A Hayward Gallery Touring Exhibition from the Southbank Centre, London

Worcester City Art Gallery & Museum

Saturday 11 January – Sunday 30 March 2025

A new Hayward Gallery Touring exhibition of screen-prints by Eduardo Paolozzi will open at Worcester City Art Gallery & Museum as part of a national tour.

Sir Eduardo Paolozzi (1924–2005) was one of the pioneers of the pop art movement in the UK. Born in Scotland, Paolozzi was a compulsive collector and a jumbler of icons. He is equally revered for his mechanistic sculptures and his kaleidoscopic print projects. The artist, who described himself as ‘a wizard in Toytown’, transformed the mundane, the derelict and the mass-produced into images that zap with electric eclecticism and impress with their graphic complexity. ‘Carrots into pomegranates!’

Paolozzi’s canny alchemy is vividly apparent in General Dynamic F.U.N, a series of fifty screenprints and photolithographs created between 1965 and 1970. Here Paolozzi employs the technologies of mass-reproduction and gorges on its idols – the household names and familiar faces of consumer advertising, high fashion and Hollywood. The artist’s friend and sometime collaborator, J.G. Ballard, described General Dynamic F.U.N as a ‘unique guidebook to the electric garden of our minds’.

+-------+

REQUIRED TASKS:
A. In the Paolozzi exhibition text, how many screenprints and photolithographs make up General Dynamic F.U.N?
B. Return everything in the Paolozzi exhibition text from "A Hayward Gallery" down to "a national tour.".
You won't need the items.

EXTRACTED INFORMATION:
+-------+

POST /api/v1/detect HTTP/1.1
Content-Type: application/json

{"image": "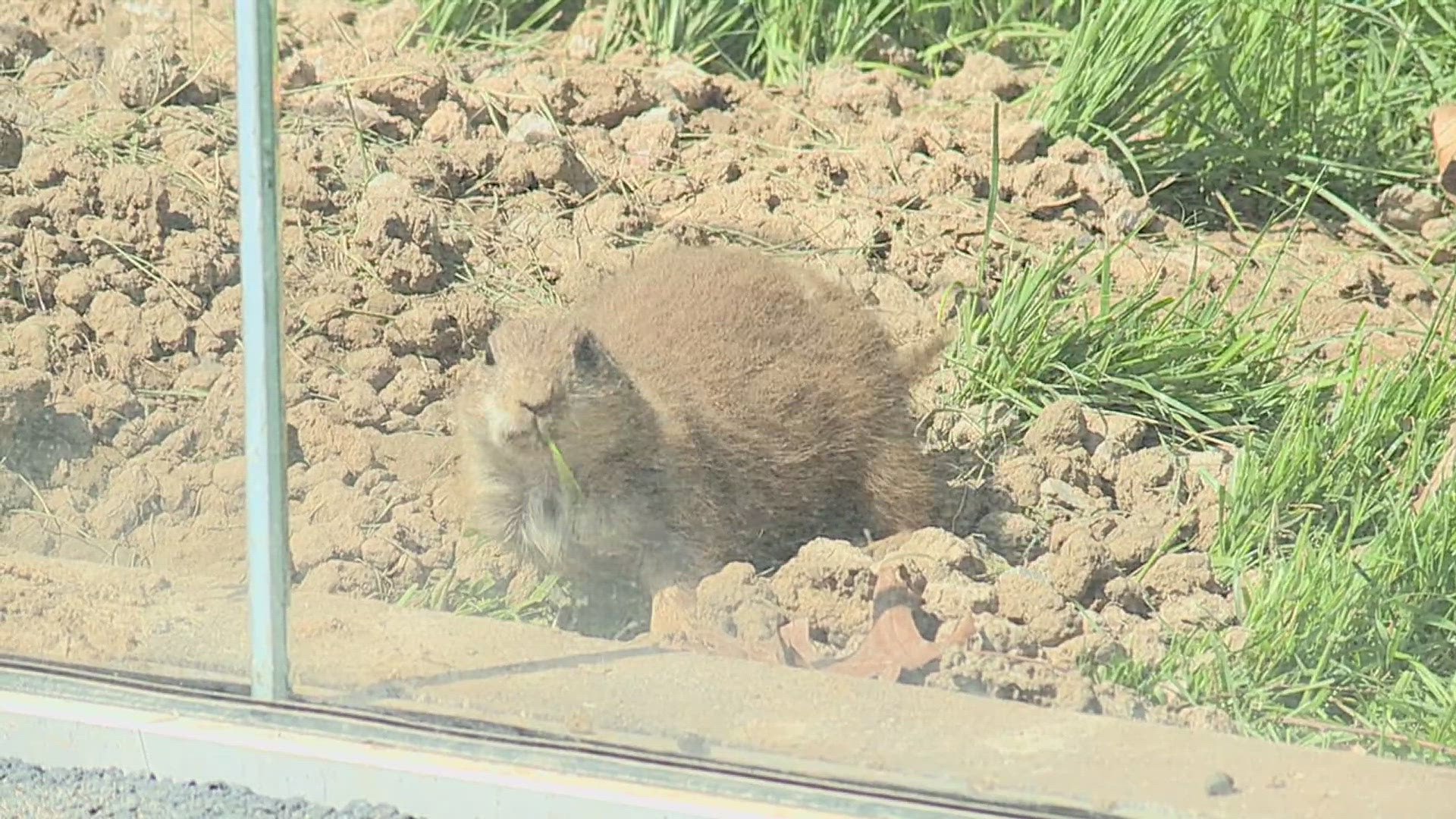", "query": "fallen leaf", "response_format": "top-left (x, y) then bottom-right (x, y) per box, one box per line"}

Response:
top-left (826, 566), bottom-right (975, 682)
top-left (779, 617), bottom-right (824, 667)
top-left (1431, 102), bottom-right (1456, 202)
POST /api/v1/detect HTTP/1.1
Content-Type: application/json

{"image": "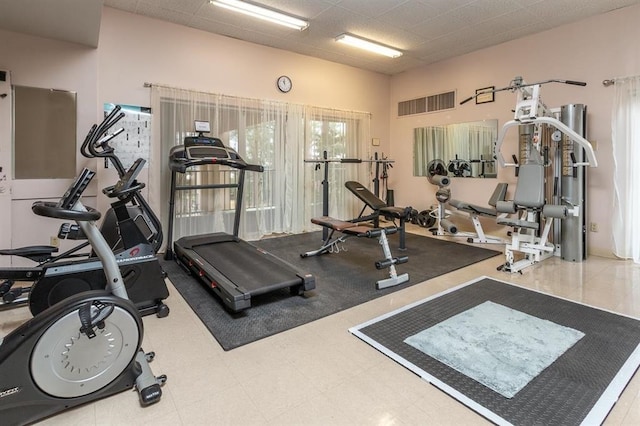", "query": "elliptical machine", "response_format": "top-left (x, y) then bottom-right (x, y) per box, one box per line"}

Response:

+-------+

THE RESPONSES:
A. Fifty.

B.
A Hayward Gallery Touring Exhibition from the Southbank Centre, London

Worcester City Art Gallery & Museum

Saturday 11 January – Sunday 30 March 2025

A new Hayward Gallery Touring exhibition of screen-prints by Eduardo Paolozzi will open at Worcester City Art Gallery & Museum as part of a national tour.